═════ Given entries

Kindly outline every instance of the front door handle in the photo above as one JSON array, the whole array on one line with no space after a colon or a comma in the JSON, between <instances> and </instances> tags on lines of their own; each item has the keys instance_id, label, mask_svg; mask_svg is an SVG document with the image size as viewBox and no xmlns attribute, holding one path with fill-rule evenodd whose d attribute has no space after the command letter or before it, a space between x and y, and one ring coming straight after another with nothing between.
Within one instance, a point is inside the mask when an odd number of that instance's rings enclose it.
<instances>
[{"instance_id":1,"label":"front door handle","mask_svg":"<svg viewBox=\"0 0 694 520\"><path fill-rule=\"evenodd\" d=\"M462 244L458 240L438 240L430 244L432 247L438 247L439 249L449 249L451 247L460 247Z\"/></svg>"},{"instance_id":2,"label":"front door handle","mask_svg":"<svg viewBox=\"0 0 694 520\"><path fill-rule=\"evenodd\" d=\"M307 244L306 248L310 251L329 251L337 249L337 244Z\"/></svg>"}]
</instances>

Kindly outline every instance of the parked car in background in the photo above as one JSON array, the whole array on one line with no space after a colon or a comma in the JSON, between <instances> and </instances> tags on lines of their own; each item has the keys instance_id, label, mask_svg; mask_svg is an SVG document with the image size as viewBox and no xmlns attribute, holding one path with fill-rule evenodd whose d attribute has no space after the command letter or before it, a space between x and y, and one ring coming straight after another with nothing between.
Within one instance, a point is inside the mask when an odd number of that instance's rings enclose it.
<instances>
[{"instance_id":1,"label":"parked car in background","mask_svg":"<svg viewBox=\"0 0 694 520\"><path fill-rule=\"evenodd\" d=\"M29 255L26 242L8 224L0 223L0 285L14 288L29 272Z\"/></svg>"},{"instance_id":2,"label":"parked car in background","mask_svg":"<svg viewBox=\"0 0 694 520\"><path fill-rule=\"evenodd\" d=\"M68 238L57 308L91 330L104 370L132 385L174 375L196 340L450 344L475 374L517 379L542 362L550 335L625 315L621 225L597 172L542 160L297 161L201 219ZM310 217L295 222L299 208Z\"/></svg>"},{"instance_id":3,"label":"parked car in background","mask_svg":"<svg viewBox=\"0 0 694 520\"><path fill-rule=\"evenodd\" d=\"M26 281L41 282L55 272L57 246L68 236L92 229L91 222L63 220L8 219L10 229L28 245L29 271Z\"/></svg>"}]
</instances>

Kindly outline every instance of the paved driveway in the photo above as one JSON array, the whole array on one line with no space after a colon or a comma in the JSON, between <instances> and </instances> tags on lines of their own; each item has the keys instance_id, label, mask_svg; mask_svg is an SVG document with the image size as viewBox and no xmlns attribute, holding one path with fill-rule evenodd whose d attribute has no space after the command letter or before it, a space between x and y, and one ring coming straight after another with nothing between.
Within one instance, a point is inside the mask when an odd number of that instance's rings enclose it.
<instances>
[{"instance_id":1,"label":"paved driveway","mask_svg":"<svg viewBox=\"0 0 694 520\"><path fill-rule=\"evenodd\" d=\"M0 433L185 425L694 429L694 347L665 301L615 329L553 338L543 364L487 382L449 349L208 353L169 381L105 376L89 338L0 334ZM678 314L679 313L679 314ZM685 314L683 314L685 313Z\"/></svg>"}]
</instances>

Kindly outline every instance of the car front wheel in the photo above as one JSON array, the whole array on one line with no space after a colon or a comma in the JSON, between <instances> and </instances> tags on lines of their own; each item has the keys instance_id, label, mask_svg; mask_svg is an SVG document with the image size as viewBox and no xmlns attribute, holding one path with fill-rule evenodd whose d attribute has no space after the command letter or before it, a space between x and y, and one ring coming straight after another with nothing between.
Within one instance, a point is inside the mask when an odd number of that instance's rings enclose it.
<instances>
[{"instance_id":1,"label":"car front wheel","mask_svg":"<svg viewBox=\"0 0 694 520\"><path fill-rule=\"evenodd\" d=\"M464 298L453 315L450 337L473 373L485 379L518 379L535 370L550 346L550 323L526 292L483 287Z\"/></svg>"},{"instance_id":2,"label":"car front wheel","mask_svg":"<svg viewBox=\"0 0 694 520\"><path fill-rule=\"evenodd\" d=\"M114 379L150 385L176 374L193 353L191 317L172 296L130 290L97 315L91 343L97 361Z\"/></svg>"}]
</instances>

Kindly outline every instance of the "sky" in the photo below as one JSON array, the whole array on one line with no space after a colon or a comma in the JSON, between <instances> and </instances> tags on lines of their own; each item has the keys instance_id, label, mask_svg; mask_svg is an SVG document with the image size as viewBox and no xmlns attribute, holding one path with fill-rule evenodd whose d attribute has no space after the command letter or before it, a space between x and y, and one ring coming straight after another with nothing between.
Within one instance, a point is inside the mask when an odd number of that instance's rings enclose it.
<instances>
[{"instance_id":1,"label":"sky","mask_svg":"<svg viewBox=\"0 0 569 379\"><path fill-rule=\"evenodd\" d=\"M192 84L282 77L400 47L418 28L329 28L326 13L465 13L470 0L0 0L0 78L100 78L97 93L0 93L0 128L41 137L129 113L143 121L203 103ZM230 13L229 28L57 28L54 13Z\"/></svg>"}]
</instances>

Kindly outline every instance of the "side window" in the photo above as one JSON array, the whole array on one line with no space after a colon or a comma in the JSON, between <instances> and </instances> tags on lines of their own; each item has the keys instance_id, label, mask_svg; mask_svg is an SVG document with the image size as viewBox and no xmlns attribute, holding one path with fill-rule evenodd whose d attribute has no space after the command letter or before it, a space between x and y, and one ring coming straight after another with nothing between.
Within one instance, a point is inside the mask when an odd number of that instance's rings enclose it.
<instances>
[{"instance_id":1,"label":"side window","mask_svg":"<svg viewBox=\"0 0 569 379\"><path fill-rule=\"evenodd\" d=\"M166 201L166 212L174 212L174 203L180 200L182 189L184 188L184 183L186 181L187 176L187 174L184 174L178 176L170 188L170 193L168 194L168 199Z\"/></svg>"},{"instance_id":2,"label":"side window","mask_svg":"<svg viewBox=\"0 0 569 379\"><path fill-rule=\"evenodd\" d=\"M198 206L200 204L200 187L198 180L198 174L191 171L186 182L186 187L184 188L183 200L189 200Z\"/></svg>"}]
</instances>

══════════
═════ Given entries

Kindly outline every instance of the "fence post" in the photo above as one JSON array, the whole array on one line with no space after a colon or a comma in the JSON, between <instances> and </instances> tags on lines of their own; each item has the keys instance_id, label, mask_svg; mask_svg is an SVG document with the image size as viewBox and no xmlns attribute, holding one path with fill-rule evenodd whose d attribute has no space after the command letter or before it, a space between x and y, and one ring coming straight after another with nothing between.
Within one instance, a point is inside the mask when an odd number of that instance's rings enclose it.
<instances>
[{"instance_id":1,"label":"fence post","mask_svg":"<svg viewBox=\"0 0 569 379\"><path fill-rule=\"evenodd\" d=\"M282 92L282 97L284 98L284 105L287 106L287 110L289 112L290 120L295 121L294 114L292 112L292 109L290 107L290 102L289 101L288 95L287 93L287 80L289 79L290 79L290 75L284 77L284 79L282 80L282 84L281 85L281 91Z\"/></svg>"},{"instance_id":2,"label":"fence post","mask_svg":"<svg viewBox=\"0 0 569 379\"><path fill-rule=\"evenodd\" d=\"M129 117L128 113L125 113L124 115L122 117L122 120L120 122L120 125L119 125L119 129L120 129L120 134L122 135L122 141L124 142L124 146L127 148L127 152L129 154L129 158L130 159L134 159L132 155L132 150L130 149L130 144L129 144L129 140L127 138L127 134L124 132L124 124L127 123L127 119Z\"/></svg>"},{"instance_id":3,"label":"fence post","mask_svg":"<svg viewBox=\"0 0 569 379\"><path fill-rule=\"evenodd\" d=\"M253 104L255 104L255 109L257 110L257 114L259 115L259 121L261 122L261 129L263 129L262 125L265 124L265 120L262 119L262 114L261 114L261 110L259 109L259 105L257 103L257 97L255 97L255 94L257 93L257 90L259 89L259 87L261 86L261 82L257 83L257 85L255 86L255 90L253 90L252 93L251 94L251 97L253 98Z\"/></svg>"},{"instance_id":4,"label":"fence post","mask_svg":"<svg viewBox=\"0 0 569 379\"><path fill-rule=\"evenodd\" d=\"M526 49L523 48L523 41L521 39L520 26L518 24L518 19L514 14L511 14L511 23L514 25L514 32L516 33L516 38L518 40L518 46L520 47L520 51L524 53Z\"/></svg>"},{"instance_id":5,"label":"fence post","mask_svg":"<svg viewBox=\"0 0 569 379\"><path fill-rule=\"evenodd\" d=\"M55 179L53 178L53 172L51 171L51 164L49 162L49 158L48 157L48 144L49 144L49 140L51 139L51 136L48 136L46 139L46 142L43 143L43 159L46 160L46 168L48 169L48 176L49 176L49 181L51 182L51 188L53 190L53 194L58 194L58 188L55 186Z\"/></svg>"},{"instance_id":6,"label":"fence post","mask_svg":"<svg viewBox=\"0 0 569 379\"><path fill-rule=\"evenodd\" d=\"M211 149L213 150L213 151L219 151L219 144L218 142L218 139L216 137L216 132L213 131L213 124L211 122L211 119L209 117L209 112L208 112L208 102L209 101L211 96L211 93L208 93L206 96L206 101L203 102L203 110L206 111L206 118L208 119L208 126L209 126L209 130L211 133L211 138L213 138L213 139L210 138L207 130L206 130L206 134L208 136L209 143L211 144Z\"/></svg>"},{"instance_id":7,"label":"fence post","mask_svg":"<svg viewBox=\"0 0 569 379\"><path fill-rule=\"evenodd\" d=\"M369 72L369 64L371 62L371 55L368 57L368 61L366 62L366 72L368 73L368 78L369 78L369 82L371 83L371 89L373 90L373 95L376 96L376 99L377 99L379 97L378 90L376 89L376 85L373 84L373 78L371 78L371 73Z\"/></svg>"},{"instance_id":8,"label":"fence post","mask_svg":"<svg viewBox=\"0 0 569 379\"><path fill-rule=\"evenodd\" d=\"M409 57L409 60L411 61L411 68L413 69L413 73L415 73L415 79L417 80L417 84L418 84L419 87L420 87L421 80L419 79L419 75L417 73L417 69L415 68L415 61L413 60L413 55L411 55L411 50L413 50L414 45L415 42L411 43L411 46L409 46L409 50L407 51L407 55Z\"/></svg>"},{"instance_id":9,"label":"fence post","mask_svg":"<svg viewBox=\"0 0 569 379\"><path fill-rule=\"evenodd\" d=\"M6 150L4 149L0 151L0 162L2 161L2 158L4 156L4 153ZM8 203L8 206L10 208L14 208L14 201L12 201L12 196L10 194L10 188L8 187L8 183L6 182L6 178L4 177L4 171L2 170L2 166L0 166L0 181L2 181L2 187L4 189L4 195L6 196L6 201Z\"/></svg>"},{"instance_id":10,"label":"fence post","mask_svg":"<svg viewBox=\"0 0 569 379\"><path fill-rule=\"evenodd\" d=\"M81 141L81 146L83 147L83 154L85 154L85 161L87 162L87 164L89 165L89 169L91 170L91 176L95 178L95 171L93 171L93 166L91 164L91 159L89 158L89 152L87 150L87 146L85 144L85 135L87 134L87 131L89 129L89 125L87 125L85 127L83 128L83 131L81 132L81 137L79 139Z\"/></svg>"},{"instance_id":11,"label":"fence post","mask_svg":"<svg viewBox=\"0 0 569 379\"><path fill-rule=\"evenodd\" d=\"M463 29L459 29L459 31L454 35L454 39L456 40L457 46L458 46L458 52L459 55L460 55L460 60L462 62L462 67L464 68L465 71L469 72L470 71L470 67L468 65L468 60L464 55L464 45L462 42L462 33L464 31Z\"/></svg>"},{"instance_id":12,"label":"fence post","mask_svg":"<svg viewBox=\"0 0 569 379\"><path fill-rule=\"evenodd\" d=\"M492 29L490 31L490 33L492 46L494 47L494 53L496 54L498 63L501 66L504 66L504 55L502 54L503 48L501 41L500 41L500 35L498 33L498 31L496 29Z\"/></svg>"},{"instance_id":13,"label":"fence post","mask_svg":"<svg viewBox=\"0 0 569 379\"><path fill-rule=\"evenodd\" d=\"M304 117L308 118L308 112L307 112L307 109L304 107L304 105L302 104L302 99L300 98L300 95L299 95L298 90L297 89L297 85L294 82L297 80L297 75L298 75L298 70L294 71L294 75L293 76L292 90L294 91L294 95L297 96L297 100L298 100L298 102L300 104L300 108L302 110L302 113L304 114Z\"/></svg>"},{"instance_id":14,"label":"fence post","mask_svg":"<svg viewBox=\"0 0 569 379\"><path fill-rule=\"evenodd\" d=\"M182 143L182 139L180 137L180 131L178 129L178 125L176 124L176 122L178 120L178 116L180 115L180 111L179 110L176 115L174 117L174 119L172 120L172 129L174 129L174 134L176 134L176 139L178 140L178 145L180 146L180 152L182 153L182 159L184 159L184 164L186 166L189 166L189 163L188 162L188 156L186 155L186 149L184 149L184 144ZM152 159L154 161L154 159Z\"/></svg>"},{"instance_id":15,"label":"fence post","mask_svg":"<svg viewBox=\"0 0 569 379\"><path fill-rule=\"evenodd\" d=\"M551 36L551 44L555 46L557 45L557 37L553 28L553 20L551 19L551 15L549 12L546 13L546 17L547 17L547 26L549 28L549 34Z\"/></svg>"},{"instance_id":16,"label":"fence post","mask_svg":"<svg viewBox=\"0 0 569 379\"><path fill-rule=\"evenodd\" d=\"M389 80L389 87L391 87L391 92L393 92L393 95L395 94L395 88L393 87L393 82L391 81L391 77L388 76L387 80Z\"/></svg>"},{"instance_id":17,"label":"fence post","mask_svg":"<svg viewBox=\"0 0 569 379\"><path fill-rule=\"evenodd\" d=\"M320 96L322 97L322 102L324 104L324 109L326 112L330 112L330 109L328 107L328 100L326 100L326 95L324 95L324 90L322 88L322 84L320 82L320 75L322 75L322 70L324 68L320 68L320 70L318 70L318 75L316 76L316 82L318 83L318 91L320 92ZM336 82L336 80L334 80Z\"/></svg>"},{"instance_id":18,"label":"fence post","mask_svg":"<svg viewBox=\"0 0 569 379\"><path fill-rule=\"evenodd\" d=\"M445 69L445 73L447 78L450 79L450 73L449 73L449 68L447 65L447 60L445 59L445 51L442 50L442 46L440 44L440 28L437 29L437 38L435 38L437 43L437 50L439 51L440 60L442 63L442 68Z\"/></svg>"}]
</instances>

══════════

- **What is needed**:
Count how many lines in the entries above contain the word "driveway" and reply with that number alone.

- **Response below**:
2